• **What you will do**
Only the lines from the one that contains "Target: wispy cloud" through the last line of the records should appear, each printed exactly as it is.

═════ Dataset entries

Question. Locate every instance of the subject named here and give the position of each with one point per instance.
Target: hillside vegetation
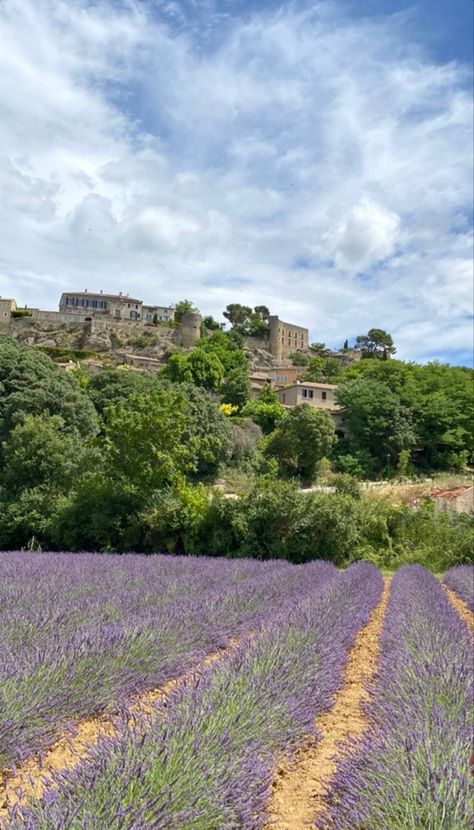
(121, 460)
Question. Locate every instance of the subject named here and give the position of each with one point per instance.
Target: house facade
(119, 306)
(318, 395)
(6, 308)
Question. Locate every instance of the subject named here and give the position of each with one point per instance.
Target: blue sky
(315, 157)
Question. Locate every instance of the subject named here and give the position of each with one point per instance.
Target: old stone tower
(285, 338)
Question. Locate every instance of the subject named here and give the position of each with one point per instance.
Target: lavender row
(206, 762)
(411, 769)
(82, 633)
(460, 579)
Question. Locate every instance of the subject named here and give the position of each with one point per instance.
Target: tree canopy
(376, 343)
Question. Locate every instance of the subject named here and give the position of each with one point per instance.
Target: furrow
(461, 607)
(300, 784)
(31, 779)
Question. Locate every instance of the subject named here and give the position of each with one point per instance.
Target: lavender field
(88, 634)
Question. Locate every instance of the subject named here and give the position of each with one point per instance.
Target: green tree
(305, 437)
(144, 444)
(319, 349)
(237, 314)
(42, 463)
(300, 359)
(376, 343)
(208, 431)
(184, 307)
(32, 384)
(40, 451)
(236, 388)
(378, 423)
(440, 399)
(332, 370)
(199, 367)
(267, 414)
(113, 385)
(227, 347)
(210, 324)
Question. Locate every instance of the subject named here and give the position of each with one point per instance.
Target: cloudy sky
(315, 157)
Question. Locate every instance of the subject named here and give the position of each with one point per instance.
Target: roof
(123, 297)
(311, 385)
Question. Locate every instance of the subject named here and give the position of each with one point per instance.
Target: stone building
(317, 395)
(6, 308)
(285, 338)
(162, 314)
(190, 329)
(119, 306)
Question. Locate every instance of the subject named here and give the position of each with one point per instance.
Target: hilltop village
(116, 330)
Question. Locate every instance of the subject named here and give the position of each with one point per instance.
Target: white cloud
(315, 163)
(366, 236)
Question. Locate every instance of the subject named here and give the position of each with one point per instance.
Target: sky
(315, 157)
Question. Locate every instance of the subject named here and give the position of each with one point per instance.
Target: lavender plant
(205, 761)
(411, 769)
(81, 633)
(461, 580)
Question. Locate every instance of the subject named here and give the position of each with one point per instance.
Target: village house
(119, 306)
(317, 395)
(6, 308)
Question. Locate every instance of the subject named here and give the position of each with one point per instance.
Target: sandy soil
(70, 749)
(461, 608)
(300, 784)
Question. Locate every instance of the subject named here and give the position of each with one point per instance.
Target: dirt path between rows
(70, 749)
(466, 615)
(299, 786)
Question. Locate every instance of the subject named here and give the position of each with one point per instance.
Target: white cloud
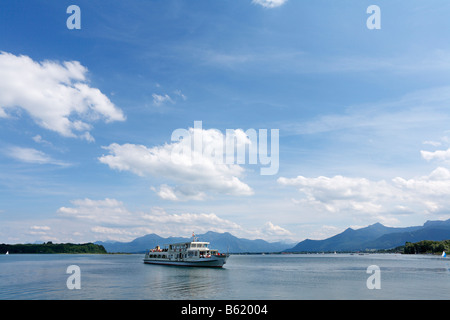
(269, 229)
(270, 3)
(440, 155)
(159, 100)
(382, 200)
(30, 155)
(56, 95)
(111, 219)
(198, 171)
(182, 193)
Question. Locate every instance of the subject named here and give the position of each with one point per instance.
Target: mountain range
(376, 237)
(224, 242)
(373, 237)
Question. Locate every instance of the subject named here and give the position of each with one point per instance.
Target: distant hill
(50, 247)
(222, 241)
(375, 237)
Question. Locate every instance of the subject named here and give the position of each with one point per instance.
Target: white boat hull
(212, 262)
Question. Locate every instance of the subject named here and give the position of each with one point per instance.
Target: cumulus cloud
(422, 195)
(111, 219)
(197, 171)
(30, 155)
(270, 3)
(159, 100)
(56, 95)
(440, 155)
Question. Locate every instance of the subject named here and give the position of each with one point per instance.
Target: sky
(100, 121)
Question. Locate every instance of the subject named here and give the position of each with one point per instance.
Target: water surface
(250, 277)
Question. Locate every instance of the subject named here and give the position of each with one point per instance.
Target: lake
(244, 277)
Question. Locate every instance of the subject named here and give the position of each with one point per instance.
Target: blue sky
(86, 117)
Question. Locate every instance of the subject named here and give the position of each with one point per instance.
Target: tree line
(50, 247)
(427, 246)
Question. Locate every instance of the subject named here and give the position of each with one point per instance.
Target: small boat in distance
(190, 254)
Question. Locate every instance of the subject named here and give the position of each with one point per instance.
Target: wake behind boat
(190, 254)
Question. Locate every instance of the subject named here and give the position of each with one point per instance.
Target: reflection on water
(251, 277)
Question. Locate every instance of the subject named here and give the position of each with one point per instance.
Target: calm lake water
(249, 277)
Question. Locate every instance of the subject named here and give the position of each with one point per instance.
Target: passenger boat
(190, 254)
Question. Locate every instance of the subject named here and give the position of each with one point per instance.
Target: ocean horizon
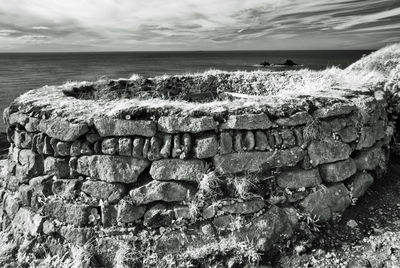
(20, 72)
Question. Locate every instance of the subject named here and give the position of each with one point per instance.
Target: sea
(20, 72)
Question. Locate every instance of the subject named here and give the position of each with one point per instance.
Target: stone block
(326, 201)
(336, 109)
(158, 215)
(247, 121)
(166, 191)
(109, 146)
(61, 129)
(328, 150)
(205, 147)
(57, 166)
(338, 171)
(111, 168)
(298, 178)
(300, 118)
(107, 127)
(178, 170)
(128, 212)
(257, 161)
(359, 184)
(28, 222)
(111, 192)
(173, 124)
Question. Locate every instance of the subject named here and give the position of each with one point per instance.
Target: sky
(138, 25)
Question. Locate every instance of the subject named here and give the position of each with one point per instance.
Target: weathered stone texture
(63, 130)
(111, 168)
(257, 161)
(294, 179)
(359, 184)
(161, 191)
(247, 121)
(328, 151)
(205, 147)
(111, 192)
(171, 124)
(178, 170)
(325, 201)
(118, 127)
(338, 171)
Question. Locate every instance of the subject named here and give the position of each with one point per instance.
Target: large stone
(300, 118)
(120, 127)
(63, 130)
(111, 168)
(322, 203)
(370, 158)
(75, 214)
(28, 222)
(161, 191)
(30, 164)
(178, 170)
(205, 147)
(298, 178)
(173, 124)
(244, 207)
(247, 121)
(336, 109)
(66, 189)
(359, 184)
(57, 166)
(111, 192)
(338, 171)
(257, 161)
(128, 212)
(328, 150)
(158, 215)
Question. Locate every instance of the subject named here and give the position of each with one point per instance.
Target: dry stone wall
(114, 175)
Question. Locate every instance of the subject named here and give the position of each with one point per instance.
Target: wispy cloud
(193, 24)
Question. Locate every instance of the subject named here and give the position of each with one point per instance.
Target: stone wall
(113, 176)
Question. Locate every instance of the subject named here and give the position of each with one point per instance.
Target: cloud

══════════

• **Solved exercise**
Target: wispy cloud
(193, 24)
Question. Locate every instance of the subject named here and give the position of each with one point per instance.
Target: stone wall
(113, 176)
Question. Locate every instance of the subject named here and give the position of each with one point per instance.
Target: cloud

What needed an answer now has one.